START INPUT FOR THIS TASK
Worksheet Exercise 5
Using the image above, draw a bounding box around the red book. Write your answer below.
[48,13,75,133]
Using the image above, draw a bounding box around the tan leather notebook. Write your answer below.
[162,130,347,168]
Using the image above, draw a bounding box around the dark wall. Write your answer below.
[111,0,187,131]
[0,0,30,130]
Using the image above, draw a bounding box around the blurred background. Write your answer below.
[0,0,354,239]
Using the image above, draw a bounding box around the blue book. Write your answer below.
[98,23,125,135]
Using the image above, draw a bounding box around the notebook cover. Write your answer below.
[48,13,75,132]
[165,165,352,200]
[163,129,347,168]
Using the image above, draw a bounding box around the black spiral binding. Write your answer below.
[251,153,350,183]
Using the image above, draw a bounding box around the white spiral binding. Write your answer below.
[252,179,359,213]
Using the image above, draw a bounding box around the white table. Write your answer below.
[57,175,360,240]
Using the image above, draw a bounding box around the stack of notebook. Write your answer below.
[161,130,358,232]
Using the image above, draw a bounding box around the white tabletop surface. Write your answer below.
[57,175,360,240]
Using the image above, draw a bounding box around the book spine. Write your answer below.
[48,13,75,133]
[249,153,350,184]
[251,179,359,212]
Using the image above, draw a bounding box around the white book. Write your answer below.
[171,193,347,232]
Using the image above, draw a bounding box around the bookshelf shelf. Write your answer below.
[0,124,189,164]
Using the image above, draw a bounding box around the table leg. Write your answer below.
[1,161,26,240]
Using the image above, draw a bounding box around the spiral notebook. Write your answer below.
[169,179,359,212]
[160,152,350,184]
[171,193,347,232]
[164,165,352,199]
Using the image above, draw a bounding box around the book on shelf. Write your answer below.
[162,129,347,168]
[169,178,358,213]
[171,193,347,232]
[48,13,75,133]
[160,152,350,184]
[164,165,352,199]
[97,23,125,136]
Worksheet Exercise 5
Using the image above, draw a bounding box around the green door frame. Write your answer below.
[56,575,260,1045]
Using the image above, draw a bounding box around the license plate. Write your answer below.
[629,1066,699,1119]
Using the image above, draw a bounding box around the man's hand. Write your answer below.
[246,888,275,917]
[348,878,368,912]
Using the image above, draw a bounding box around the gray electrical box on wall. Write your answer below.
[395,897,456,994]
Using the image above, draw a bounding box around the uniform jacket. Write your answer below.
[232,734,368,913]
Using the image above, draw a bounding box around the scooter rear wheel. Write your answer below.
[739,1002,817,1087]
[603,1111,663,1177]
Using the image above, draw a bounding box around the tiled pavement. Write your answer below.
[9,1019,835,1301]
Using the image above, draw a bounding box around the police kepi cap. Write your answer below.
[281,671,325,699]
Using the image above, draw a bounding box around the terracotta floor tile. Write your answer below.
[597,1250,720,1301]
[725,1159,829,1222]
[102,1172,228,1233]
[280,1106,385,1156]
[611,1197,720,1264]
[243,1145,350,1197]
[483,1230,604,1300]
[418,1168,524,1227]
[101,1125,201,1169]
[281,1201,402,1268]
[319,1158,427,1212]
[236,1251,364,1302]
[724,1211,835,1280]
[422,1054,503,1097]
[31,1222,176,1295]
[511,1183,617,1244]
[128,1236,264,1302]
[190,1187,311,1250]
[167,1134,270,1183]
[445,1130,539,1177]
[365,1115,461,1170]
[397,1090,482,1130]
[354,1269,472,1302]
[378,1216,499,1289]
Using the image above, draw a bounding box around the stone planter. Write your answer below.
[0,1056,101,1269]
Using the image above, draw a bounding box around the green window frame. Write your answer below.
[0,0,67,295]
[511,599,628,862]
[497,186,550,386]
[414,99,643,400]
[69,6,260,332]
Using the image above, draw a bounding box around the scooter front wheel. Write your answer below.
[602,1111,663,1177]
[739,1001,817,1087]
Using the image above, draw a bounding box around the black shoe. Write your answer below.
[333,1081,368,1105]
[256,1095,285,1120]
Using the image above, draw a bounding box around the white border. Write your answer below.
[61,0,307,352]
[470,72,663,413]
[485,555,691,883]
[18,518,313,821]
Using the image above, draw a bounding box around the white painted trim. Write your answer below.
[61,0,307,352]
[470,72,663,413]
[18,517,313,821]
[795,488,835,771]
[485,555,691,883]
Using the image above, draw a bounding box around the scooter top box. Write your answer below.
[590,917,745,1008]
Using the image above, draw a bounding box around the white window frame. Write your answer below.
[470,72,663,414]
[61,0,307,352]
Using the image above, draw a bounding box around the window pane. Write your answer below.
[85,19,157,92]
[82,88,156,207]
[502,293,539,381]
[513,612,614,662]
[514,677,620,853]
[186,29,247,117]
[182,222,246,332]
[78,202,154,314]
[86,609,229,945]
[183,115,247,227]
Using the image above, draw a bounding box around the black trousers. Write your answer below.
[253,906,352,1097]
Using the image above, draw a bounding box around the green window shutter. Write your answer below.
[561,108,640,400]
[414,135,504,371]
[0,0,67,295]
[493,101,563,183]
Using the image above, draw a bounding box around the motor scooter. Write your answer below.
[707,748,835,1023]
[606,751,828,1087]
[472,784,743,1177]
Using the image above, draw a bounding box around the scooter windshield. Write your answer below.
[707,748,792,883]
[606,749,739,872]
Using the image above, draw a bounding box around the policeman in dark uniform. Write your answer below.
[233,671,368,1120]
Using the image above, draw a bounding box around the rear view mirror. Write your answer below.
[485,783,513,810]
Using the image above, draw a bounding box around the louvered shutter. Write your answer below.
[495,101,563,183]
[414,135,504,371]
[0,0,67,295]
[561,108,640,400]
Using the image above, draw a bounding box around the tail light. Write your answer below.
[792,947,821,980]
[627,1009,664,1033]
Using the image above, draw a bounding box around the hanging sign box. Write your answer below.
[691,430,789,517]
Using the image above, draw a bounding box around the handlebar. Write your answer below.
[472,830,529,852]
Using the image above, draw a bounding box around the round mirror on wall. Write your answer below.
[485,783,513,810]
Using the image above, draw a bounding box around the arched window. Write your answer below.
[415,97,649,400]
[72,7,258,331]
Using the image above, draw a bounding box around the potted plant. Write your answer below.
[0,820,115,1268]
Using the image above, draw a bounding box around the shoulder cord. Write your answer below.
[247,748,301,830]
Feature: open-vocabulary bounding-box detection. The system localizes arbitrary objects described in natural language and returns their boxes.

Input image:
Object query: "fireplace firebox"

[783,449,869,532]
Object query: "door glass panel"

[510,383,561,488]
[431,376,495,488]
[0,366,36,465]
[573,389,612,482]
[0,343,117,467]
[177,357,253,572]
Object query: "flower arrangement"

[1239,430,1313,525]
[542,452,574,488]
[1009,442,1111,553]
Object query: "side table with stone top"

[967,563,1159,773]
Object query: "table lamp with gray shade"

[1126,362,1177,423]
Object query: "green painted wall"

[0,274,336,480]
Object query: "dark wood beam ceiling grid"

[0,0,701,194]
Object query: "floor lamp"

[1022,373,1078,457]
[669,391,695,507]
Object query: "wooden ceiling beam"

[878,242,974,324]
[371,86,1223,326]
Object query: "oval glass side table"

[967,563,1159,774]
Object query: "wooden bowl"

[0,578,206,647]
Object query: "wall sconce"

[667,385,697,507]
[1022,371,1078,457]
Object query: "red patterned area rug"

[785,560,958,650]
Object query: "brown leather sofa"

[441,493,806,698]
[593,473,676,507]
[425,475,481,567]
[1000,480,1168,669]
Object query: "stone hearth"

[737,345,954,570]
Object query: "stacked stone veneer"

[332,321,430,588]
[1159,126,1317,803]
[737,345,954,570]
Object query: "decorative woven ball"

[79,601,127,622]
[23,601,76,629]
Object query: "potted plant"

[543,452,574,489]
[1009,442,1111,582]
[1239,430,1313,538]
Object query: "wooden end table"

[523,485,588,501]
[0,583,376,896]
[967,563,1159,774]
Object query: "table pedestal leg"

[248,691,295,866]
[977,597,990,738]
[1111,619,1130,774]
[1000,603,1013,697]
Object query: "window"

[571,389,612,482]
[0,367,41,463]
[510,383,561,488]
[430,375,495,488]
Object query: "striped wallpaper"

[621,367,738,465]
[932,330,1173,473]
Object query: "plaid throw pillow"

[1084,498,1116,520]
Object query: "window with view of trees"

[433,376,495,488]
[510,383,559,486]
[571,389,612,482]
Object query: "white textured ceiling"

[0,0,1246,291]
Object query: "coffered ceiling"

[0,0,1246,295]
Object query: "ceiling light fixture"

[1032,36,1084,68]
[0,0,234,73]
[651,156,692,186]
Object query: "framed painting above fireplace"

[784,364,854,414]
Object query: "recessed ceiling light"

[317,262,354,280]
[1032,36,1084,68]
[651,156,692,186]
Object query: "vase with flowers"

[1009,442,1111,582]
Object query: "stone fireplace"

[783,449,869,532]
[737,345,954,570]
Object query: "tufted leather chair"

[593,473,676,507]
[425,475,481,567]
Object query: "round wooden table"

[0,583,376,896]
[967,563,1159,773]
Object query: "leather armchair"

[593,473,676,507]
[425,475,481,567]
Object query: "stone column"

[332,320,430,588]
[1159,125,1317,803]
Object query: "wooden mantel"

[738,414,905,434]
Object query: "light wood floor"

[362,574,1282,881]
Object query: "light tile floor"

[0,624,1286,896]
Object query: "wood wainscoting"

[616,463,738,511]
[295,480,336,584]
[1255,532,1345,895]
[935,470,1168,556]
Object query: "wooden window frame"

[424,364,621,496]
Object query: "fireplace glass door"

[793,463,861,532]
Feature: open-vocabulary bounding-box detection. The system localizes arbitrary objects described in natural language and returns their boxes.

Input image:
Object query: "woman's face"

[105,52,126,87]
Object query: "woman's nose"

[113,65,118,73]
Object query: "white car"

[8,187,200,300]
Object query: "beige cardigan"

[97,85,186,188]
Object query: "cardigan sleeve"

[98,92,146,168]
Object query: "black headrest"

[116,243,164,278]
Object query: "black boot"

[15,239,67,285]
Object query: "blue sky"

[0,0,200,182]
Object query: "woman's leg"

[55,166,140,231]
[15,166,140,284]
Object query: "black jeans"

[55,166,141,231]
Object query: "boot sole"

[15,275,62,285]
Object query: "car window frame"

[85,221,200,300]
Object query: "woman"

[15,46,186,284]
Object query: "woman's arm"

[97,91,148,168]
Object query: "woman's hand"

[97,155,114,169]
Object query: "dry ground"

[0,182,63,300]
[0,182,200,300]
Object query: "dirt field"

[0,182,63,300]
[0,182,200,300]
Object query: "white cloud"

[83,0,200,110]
END INPUT FOR THIS TASK
DIRECTION:
Reproduce the rows above verbatim, starting at their first line and ending at the line that contains "[0,0,354,239]", with both of those lines included.

OUTPUT FOR THIS EXERCISE:
Worksheet Exercise 5
Using the image above, draw a bounding box around the red book. Write your answer below.
[48,13,75,133]
Using the image above, draw a bounding box around the tan leather notebook. Write your answer below.
[162,130,347,168]
Using the image above, draw a bounding box around the dark wall. Write your answer below.
[111,0,187,131]
[0,0,30,130]
Using the image above, draw a bounding box around the blurred background. Write your answer below.
[0,0,354,239]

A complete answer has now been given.